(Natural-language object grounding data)
◆ ◆ ◆ ◆ ◆ ◆ ◆

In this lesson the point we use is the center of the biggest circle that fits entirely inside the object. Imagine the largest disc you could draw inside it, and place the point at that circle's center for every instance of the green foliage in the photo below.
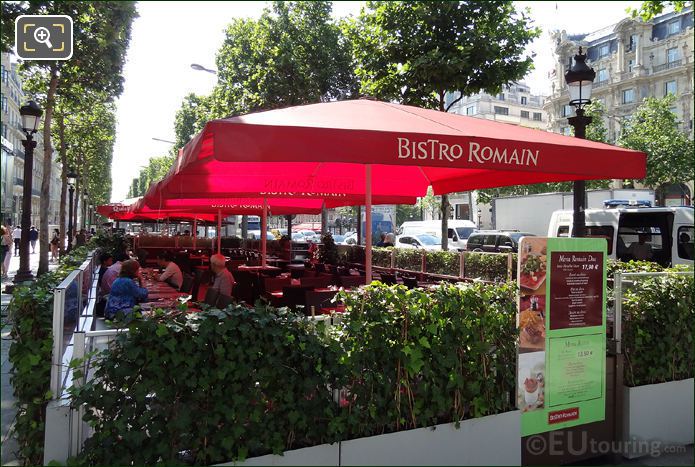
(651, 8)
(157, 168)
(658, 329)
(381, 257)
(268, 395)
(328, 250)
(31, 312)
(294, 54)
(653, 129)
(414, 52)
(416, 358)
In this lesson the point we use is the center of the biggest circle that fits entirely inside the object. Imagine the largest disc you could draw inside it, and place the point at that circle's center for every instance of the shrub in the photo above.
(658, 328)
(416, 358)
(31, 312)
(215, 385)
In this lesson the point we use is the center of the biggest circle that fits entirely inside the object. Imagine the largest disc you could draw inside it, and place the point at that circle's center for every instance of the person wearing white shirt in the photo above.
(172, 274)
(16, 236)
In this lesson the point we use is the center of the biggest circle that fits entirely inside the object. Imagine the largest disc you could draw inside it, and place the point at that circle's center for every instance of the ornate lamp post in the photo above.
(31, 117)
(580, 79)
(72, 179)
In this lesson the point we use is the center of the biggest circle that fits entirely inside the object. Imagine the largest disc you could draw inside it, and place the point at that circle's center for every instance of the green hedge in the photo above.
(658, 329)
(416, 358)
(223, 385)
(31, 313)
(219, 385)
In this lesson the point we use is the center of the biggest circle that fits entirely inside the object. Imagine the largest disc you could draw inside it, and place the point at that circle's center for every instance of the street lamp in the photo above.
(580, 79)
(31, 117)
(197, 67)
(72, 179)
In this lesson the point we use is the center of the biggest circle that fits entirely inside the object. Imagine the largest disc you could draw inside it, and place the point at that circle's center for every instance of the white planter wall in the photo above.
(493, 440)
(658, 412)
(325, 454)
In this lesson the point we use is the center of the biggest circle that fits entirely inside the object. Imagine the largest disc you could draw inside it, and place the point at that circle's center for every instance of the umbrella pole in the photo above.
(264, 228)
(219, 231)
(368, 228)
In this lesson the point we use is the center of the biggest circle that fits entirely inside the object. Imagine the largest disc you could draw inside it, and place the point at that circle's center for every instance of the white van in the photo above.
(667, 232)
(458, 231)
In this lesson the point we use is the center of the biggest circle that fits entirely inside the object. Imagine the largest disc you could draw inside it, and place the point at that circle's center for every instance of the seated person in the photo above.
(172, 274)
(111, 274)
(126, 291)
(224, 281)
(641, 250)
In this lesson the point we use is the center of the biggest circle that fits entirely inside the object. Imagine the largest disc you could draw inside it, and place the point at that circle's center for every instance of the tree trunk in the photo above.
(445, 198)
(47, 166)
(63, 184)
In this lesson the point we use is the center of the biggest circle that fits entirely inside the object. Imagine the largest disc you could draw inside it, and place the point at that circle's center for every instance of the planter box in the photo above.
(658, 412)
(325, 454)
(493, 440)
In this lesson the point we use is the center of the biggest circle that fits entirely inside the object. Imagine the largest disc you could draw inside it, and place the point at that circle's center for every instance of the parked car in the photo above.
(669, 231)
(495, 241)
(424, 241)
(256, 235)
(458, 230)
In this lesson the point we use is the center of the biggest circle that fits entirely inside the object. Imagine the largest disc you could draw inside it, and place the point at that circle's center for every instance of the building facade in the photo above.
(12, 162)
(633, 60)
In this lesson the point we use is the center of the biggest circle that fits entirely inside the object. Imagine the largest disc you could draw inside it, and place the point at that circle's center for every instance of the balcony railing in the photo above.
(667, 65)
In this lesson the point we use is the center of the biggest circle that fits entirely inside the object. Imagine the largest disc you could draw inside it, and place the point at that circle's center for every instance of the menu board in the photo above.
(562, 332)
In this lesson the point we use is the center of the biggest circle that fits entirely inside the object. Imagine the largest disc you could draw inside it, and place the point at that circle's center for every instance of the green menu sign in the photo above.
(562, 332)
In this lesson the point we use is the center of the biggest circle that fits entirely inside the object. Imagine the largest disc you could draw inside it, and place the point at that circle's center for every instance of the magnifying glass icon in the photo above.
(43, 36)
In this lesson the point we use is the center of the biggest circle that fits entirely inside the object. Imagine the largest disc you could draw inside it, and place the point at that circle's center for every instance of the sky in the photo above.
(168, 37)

◆ ◆ ◆ ◆ ◆ ◆ ◆

The answer must be a word-for-word copy of all the entries, containing no pictures.

__SOLUTION__
In this lesson the point we use is the center of the biggest circle that fits entirely inside the object. Imagine the largest disc you could draw inside it, and place the point at that circle's center for every instance of the green foliage in the photo below.
(651, 8)
(157, 168)
(658, 329)
(381, 257)
(268, 395)
(328, 250)
(31, 312)
(294, 54)
(653, 129)
(414, 52)
(416, 358)
In this lesson the point we use is the center of the biggest circle that fits entirely inside the object. Imagine the largest disc you could draw inside it, and place the point at that circle's center for every instance of the shrub in the photo above.
(658, 328)
(416, 358)
(31, 312)
(215, 385)
In this lesson the point we use is the center of the biggest circle that fits entirely inside the object. Imagine the largest disc you could draw inside it, and place the point at that circle's center for every instance of the person wearing white shirt in the photo above.
(172, 274)
(16, 236)
In this lesson the point we use is the center of the biggest circle that fits entirely inside the object. Imagine the largest disc you could draw inside it, and place the point at that circle's center for every instance of the ornate lamp post in the photo above.
(31, 117)
(580, 79)
(72, 179)
In this lesson the point we use is the center of the biggest circle that fits entirely inside the object. Imagine the largest disc you could draw inside it, and place the point at that circle's center for every instance of the green hedge in the photo above.
(658, 329)
(416, 358)
(223, 385)
(31, 313)
(219, 385)
In this lesson the point we use is the center of the biggest circle that fits entirely inside the object. Imagine the largest disc you could draw inside it, and place the point at that circle's center for every instance of the street lamp in the photo above.
(580, 79)
(31, 117)
(197, 67)
(72, 179)
In this lesson the point we use is the center of the biggest circle that fits entirely inside the object. Imagine the largest disc you could draw inside it, and place the point at that circle's center for every instance of the white planter wall in the photo above.
(493, 440)
(658, 412)
(325, 454)
In this lesson the point we use is the center of the biggest circle that fits entirely inside the object. Imagine the largest disc you could draw inside it, and place the point at that circle's center for every instance of the umbrella pole in the photo above.
(264, 228)
(219, 231)
(368, 228)
In this lesson the point we use is the center of the biggest circle that fits entirely inside the object. Imagine the largest disc you could draw inside it, and place the point at that circle's center for every instance of the white van in the photo above.
(667, 232)
(458, 231)
In this lesson the point we use is the center of the biggest circle that fits entirely inside the object. Imagine the largest disc you could draw inside it, and place the point at that circle's center for every instance of the seated person in the photo above.
(172, 274)
(111, 274)
(126, 291)
(224, 281)
(641, 250)
In this lesson the point we use is the center of the biggest circle that fits entirely inside the object. Imagine the largest disc you could draw inside it, and place the point at that circle's center for every instance of the tree trunk in the photo above.
(445, 198)
(47, 166)
(63, 184)
In this lesson the point we use is the center of the biggest circle that fits entirely inside the object. Imagine the largest disc you could draw inside it, and place the point at that circle's center for every instance of the planter box in the photo above.
(658, 412)
(325, 454)
(493, 440)
In this lesson the point we use is the center of the biggest circle that fits entirely inside the object. Imagine the largest disc you could draw inside it, and place the point at that circle's center for every instance of the parked car in the photo above.
(669, 231)
(495, 241)
(424, 241)
(256, 235)
(458, 230)
In this lesson the point we use is the center of the biggest circle that fits entirely inside the object. Imagine the largest disc you could draw inside it, and place the point at that circle's center for every instance of the building facade in the photo above.
(12, 162)
(633, 60)
In this lesson the point we use is the center of the biggest circle that fits entirely inside the object. Imagine the largest disc you could draw inside it, and place the point at that circle's center for every instance of the balcony railing in the photo above.
(667, 65)
In this lesson the point we use is the center of the biggest circle that fits entirely inside the object. Imagine the largest disc you could draw inside it, and place the point at that circle's center for every instance of the menu board in the photo above.
(562, 332)
In this lesson the point we use is the center of the biggest circle that fits entirely inside the object. Imagine the largest disc you could draw inside it, and place the point at that circle's center for every instance of the green menu sign in the photo above.
(562, 332)
In this lesson the point we use is the center of the biggest circle that fits entirely inside the object. Imagine the largest disc you could draw inside it, and place the point at that circle's center for every instance of the magnifying glass icon in the photo above.
(43, 36)
In this lesson the point we use is the center of the biggest circle that fits entirely inside the object. Imagine the largest disc you could draw inside it, and place the point at that circle's center for every instance of the sky in the photo above.
(168, 37)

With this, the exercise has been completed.